WHAT NEEDS TO BE DONE: Can you format every line of the listing below as a Markdown table with the columns "Row" and "Line," numbering each line and skipping blank ones? Leave the pictures out of your answer.

━━━━━━━━━━━━━━━━

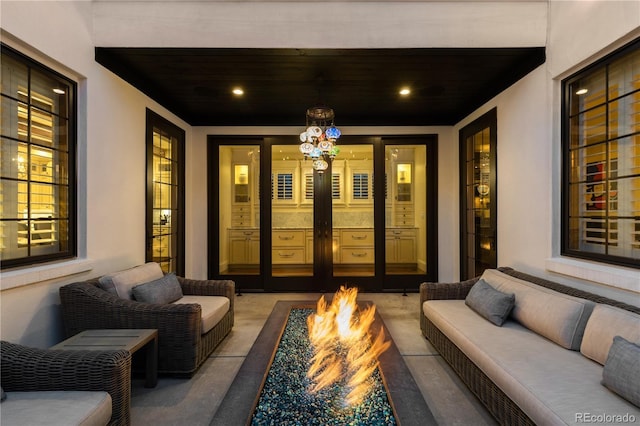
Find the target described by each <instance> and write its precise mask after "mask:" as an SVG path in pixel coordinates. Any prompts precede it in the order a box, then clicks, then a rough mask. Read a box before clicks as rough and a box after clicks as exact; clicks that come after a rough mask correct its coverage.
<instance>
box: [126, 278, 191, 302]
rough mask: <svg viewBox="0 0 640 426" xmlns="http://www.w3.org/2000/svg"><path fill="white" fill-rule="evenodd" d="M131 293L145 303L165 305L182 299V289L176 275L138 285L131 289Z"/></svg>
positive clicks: (134, 296) (138, 299) (158, 279)
mask: <svg viewBox="0 0 640 426" xmlns="http://www.w3.org/2000/svg"><path fill="white" fill-rule="evenodd" d="M131 292H132V293H133V298H134V299H135V300H137V301H138V302H144V303H156V304H161V305H164V304H167V303H172V302H175V301H176V300H178V299H180V298H182V287H180V283H179V282H178V278H177V277H176V275H175V274H174V273H170V274H167V275H165V276H164V277H162V278H159V279H157V280H153V281H149V282H148V283H144V284H140V285H137V286H135V287H133V288H132V289H131Z"/></svg>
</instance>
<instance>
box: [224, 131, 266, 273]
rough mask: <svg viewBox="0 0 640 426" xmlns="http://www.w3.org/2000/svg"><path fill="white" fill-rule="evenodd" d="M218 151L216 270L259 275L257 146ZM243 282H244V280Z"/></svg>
mask: <svg viewBox="0 0 640 426" xmlns="http://www.w3.org/2000/svg"><path fill="white" fill-rule="evenodd" d="M217 150H218V164H217V169H218V176H217V182H218V185H217V191H218V194H217V197H218V201H219V204H218V206H217V209H216V211H217V213H218V232H217V234H216V235H217V238H218V249H219V256H218V264H217V267H218V270H219V273H220V274H221V275H232V274H233V275H251V276H257V275H259V274H260V190H259V188H260V185H259V183H260V145H254V144H253V143H247V144H241V143H235V144H231V145H221V146H219V147H217ZM243 281H246V280H243Z"/></svg>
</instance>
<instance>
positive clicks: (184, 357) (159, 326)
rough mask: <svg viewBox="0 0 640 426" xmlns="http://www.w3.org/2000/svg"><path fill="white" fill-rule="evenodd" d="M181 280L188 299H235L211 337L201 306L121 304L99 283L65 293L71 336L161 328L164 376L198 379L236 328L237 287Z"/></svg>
mask: <svg viewBox="0 0 640 426" xmlns="http://www.w3.org/2000/svg"><path fill="white" fill-rule="evenodd" d="M178 281H179V282H180V285H181V287H182V292H183V294H184V295H198V296H225V297H227V298H228V299H229V301H230V305H229V311H228V312H227V314H225V316H224V317H223V318H222V319H221V320H220V322H218V324H216V325H215V326H214V327H213V328H212V329H211V330H210V331H208V332H207V333H205V334H202V333H201V330H202V324H201V315H202V314H201V312H202V309H201V307H200V305H198V304H195V303H193V304H167V305H157V304H149V303H140V302H136V301H133V300H126V299H121V298H119V297H118V296H116V295H114V294H111V293H108V292H106V291H104V290H102V289H101V288H100V287H98V279H97V278H96V279H92V280H89V281H84V282H77V283H73V284H68V285H65V286H63V287H61V288H60V300H61V303H62V318H63V322H64V331H65V334H66V337H71V336H73V335H75V334H77V333H79V332H81V331H84V330H93V329H101V328H155V329H157V330H158V373H161V374H171V375H180V376H192V375H193V374H194V373H195V372H196V370H197V369H198V367H200V365H201V364H202V363H203V362H204V361H205V360H206V359H207V357H208V356H209V354H211V352H213V350H214V349H215V347H216V346H217V345H218V344H219V343H220V342H221V341H222V340H223V339H224V337H225V336H226V335H227V334H228V333H229V332H230V331H231V328H232V327H233V320H234V296H235V284H234V282H233V281H229V280H193V279H186V278H182V277H178Z"/></svg>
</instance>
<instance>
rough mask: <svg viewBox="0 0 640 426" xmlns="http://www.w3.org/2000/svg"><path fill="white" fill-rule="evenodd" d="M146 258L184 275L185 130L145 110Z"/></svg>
mask: <svg viewBox="0 0 640 426" xmlns="http://www.w3.org/2000/svg"><path fill="white" fill-rule="evenodd" d="M146 143H147V209H146V215H147V220H146V239H147V243H146V244H147V246H146V261H147V262H157V263H159V264H160V267H161V268H162V270H163V271H164V272H175V273H176V274H177V275H184V131H183V130H182V129H180V128H178V127H177V126H175V125H174V124H172V123H170V122H168V121H166V120H165V119H163V118H162V117H160V116H159V115H157V114H155V113H153V112H151V111H149V110H147V142H146Z"/></svg>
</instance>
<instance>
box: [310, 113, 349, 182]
mask: <svg viewBox="0 0 640 426" xmlns="http://www.w3.org/2000/svg"><path fill="white" fill-rule="evenodd" d="M334 116H335V114H334V113H333V110H332V109H331V108H327V107H322V106H317V107H313V108H309V109H308V110H307V130H305V131H304V132H302V133H300V152H301V153H302V154H304V158H305V160H306V159H307V158H311V159H312V160H313V169H314V170H317V171H318V172H319V173H322V172H324V171H325V170H326V169H327V167H329V161H332V160H333V159H334V158H335V157H336V155H338V153H339V152H340V148H338V146H337V145H336V141H337V140H338V138H339V137H340V135H341V133H340V130H338V129H337V128H336V127H335V126H334V125H333V117H334Z"/></svg>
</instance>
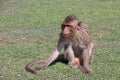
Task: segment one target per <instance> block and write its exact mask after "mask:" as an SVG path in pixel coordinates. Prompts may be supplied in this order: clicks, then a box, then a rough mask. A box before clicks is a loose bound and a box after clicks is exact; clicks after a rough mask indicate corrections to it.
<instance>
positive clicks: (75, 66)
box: [64, 45, 79, 68]
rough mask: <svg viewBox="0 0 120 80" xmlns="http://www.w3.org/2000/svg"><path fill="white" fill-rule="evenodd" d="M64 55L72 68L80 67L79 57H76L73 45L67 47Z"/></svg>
mask: <svg viewBox="0 0 120 80" xmlns="http://www.w3.org/2000/svg"><path fill="white" fill-rule="evenodd" d="M64 56H65V58H66V59H67V60H68V64H69V66H70V67H71V68H78V67H79V58H75V56H74V51H73V49H72V46H71V45H69V46H68V47H67V48H66V49H65V53H64Z"/></svg>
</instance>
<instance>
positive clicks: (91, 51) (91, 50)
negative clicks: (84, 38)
mask: <svg viewBox="0 0 120 80" xmlns="http://www.w3.org/2000/svg"><path fill="white" fill-rule="evenodd" d="M94 47H95V43H94V42H91V43H90V44H89V55H90V61H91V59H92V58H93V57H94ZM90 61H89V63H90Z"/></svg>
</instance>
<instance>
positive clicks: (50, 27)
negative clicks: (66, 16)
mask: <svg viewBox="0 0 120 80" xmlns="http://www.w3.org/2000/svg"><path fill="white" fill-rule="evenodd" d="M69 14H75V15H76V16H78V18H79V19H80V20H82V21H84V22H86V23H87V24H88V26H89V29H90V31H91V34H92V38H93V39H94V41H95V42H96V48H95V56H94V60H93V61H92V63H91V68H92V70H93V72H94V74H93V75H92V76H88V75H85V74H84V73H82V72H81V71H80V70H77V69H71V68H70V67H69V66H67V65H65V64H63V63H59V62H58V63H56V64H55V65H52V66H50V67H48V68H47V69H46V70H42V71H39V72H38V73H39V74H38V75H33V74H30V73H28V72H26V71H25V70H24V66H25V65H26V63H28V62H29V61H32V60H36V59H38V58H47V57H48V56H49V55H50V53H51V52H52V50H53V49H54V47H55V45H56V42H57V39H58V36H59V32H60V24H61V22H62V21H63V19H64V18H65V17H66V16H67V15H69ZM119 25H120V1H119V0H64V1H63V0H6V1H0V80H119V79H120V49H119V48H120V38H119V36H120V26H119Z"/></svg>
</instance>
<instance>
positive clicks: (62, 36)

━━━━━━━━━━━━━━━━

RESPONSE BOX:
| Row | Line |
|---|---|
| 1 | Find the target described by each <instance> and write its precise mask after "mask:" as an SVG path in pixel coordinates. Any prompts precede it in the order a box, then clicks, then a rough mask. Read a box before clicks as rough and a box after clicks as exact; clicks that come after a rough mask correct its coverage. |
| 2 | <instance> |
| 3 | box: [126, 278, 191, 302] |
| 4 | rough mask: <svg viewBox="0 0 640 426" xmlns="http://www.w3.org/2000/svg"><path fill="white" fill-rule="evenodd" d="M131 293L145 303L165 305L182 299V289L176 275L138 285L131 289Z"/></svg> |
| 5 | positive clicks: (134, 296) (138, 299) (158, 279) |
| 6 | mask: <svg viewBox="0 0 640 426" xmlns="http://www.w3.org/2000/svg"><path fill="white" fill-rule="evenodd" d="M131 292H132V293H133V298H134V299H135V300H137V301H138V302H144V303H156V304H161V305H164V304H167V303H172V302H175V301H176V300H178V299H180V298H182V287H180V283H179V282H178V278H177V277H176V275H175V274H174V273H170V274H167V275H165V276H164V277H162V278H159V279H157V280H153V281H149V282H148V283H144V284H140V285H137V286H135V287H133V288H132V289H131Z"/></svg> |
| 7 | </instance> |
| 8 | <instance> |
| 9 | box: [224, 131, 266, 273] |
| 10 | rough mask: <svg viewBox="0 0 640 426" xmlns="http://www.w3.org/2000/svg"><path fill="white" fill-rule="evenodd" d="M218 151L216 270L259 275L257 146ZM243 282H244V280Z"/></svg> |
| 11 | mask: <svg viewBox="0 0 640 426" xmlns="http://www.w3.org/2000/svg"><path fill="white" fill-rule="evenodd" d="M217 150H218V164H217V169H218V176H217V182H218V185H217V191H218V194H217V197H218V201H219V204H218V206H217V209H216V211H217V213H218V232H217V234H216V235H217V238H218V249H219V256H218V264H217V267H218V270H219V273H220V274H221V275H232V274H233V275H251V276H257V275H259V274H260V190H259V188H260V185H259V183H260V145H254V144H253V143H247V144H241V143H235V144H231V145H221V146H219V147H217ZM243 281H246V280H243Z"/></svg> |
| 12 | </instance> |
| 13 | <instance> |
| 14 | positive clicks: (184, 357) (159, 326) |
| 15 | rough mask: <svg viewBox="0 0 640 426" xmlns="http://www.w3.org/2000/svg"><path fill="white" fill-rule="evenodd" d="M181 280L188 299H235L211 337L201 306L121 304L99 283L65 293L71 336L161 328L164 376L198 379L236 328L237 287Z"/></svg> |
| 16 | mask: <svg viewBox="0 0 640 426" xmlns="http://www.w3.org/2000/svg"><path fill="white" fill-rule="evenodd" d="M178 281H179V282H180V285H181V287H182V292H183V294H184V295H198V296H225V297H227V298H228V299H229V301H230V305H229V311H228V312H227V314H225V316H224V317H223V318H222V319H221V320H220V322H218V324H216V325H215V326H214V327H213V328H212V329H211V330H210V331H208V332H207V333H205V334H202V333H201V330H202V324H201V315H202V314H201V312H202V309H201V307H200V305H198V304H195V303H193V304H167V305H157V304H149V303H140V302H136V301H133V300H126V299H121V298H119V297H118V296H116V295H114V294H111V293H108V292H106V291H104V290H102V289H101V288H100V287H98V279H97V278H96V279H92V280H89V281H84V282H77V283H73V284H68V285H65V286H63V287H61V288H60V300H61V303H62V318H63V322H64V331H65V334H66V337H71V336H73V335H75V334H77V333H79V332H81V331H84V330H93V329H101V328H155V329H157V330H158V373H161V374H171V375H180V376H192V375H193V374H194V373H195V372H196V370H197V369H198V367H200V365H201V364H202V363H203V362H204V361H205V360H206V359H207V357H208V356H209V354H211V352H213V350H214V349H215V347H216V346H217V345H218V344H219V343H220V342H221V341H222V340H223V339H224V337H225V336H226V335H227V334H228V333H229V332H230V331H231V328H232V327H233V320H234V296H235V284H234V282H233V281H229V280H193V279H186V278H182V277H178Z"/></svg> |
| 17 | </instance> |
| 18 | <instance> |
| 19 | rough mask: <svg viewBox="0 0 640 426" xmlns="http://www.w3.org/2000/svg"><path fill="white" fill-rule="evenodd" d="M146 258L184 275L185 130L145 110Z"/></svg> |
| 20 | mask: <svg viewBox="0 0 640 426" xmlns="http://www.w3.org/2000/svg"><path fill="white" fill-rule="evenodd" d="M146 143H147V209H146V215H147V220H146V239H147V243H146V244H147V246H146V261H147V262H157V263H159V264H160V267H161V268H162V270H163V271H164V272H175V273H176V274H177V275H184V131H183V130H182V129H180V128H178V127H177V126H175V125H174V124H172V123H170V122H168V121H166V120H165V119H163V118H162V117H160V116H159V115H157V114H155V113H153V112H151V111H149V110H147V142H146Z"/></svg> |
| 21 | </instance> |
| 22 | <instance> |
| 23 | box: [310, 113, 349, 182] |
| 24 | mask: <svg viewBox="0 0 640 426" xmlns="http://www.w3.org/2000/svg"><path fill="white" fill-rule="evenodd" d="M334 116H335V114H334V113H333V110H332V109H331V108H327V107H322V106H317V107H313V108H309V109H308V110H307V130H305V131H304V132H302V133H300V152H301V153H302V154H304V158H305V160H306V159H307V158H311V159H312V160H313V169H314V170H317V171H318V172H319V173H322V172H324V171H325V170H326V169H327V167H329V161H332V160H333V159H334V158H335V157H336V155H338V153H339V152H340V148H338V146H337V145H336V141H337V140H338V138H339V137H340V135H341V133H340V130H338V129H337V128H336V127H335V126H334V125H333V117H334Z"/></svg> |
| 25 | </instance> |
| 26 | Task: segment one target per <instance> block and write its exact mask after "mask:" as an SVG path in pixel coordinates. Prompts may be supplied in this order: clicks, then a box, then a rough mask. A box before clicks is a loose bound and a box after clicks is exact; clicks after a rough mask indicate corrections to it. |
| 27 | <instance> |
| 28 | positive clicks: (75, 66) |
| 29 | box: [64, 45, 79, 68] |
| 30 | rough mask: <svg viewBox="0 0 120 80" xmlns="http://www.w3.org/2000/svg"><path fill="white" fill-rule="evenodd" d="M64 55L72 68L80 67L79 57H76L73 45L67 47Z"/></svg> |
| 31 | mask: <svg viewBox="0 0 120 80" xmlns="http://www.w3.org/2000/svg"><path fill="white" fill-rule="evenodd" d="M64 56H65V58H66V59H67V60H68V64H69V66H70V67H71V68H78V67H79V58H75V56H74V51H73V49H72V46H71V45H69V46H68V47H67V48H66V49H65V53H64Z"/></svg> |
| 32 | </instance> |
| 33 | <instance> |
| 34 | positive clicks: (91, 51) (91, 50) |
| 35 | negative clicks: (84, 38) |
| 36 | mask: <svg viewBox="0 0 120 80" xmlns="http://www.w3.org/2000/svg"><path fill="white" fill-rule="evenodd" d="M94 47H95V43H94V42H91V43H90V44H89V55H90V61H91V59H92V58H93V57H94ZM90 61H89V63H90Z"/></svg> |
| 37 | </instance> |
| 38 | <instance> |
| 39 | positive clicks: (50, 27) |
| 40 | negative clicks: (66, 16) |
| 41 | mask: <svg viewBox="0 0 120 80" xmlns="http://www.w3.org/2000/svg"><path fill="white" fill-rule="evenodd" d="M69 14H75V15H76V16H78V18H79V19H80V20H82V21H84V22H86V23H87V24H88V26H89V29H90V31H91V34H92V38H93V39H94V41H95V42H96V48H95V56H94V60H93V61H92V63H91V68H92V70H93V72H94V74H93V75H92V76H88V75H85V74H84V73H82V72H81V71H80V70H77V69H71V68H70V67H69V66H67V65H65V64H63V63H59V62H58V63H56V64H55V65H52V66H50V67H48V68H47V69H46V70H42V71H39V72H38V73H39V74H38V75H33V74H30V73H28V72H26V71H25V70H24V66H25V65H26V63H28V62H29V61H32V60H36V59H38V58H47V57H48V56H49V55H50V53H51V52H52V50H53V49H54V47H55V45H56V42H57V39H58V36H59V32H60V24H61V22H62V21H63V19H64V18H65V17H66V16H67V15H69ZM119 25H120V1H119V0H64V1H63V0H6V1H0V80H119V79H120V49H119V48H120V38H119V36H120V26H119Z"/></svg> |
| 42 | </instance> |
| 43 | <instance> |
| 44 | positive clicks: (62, 36) |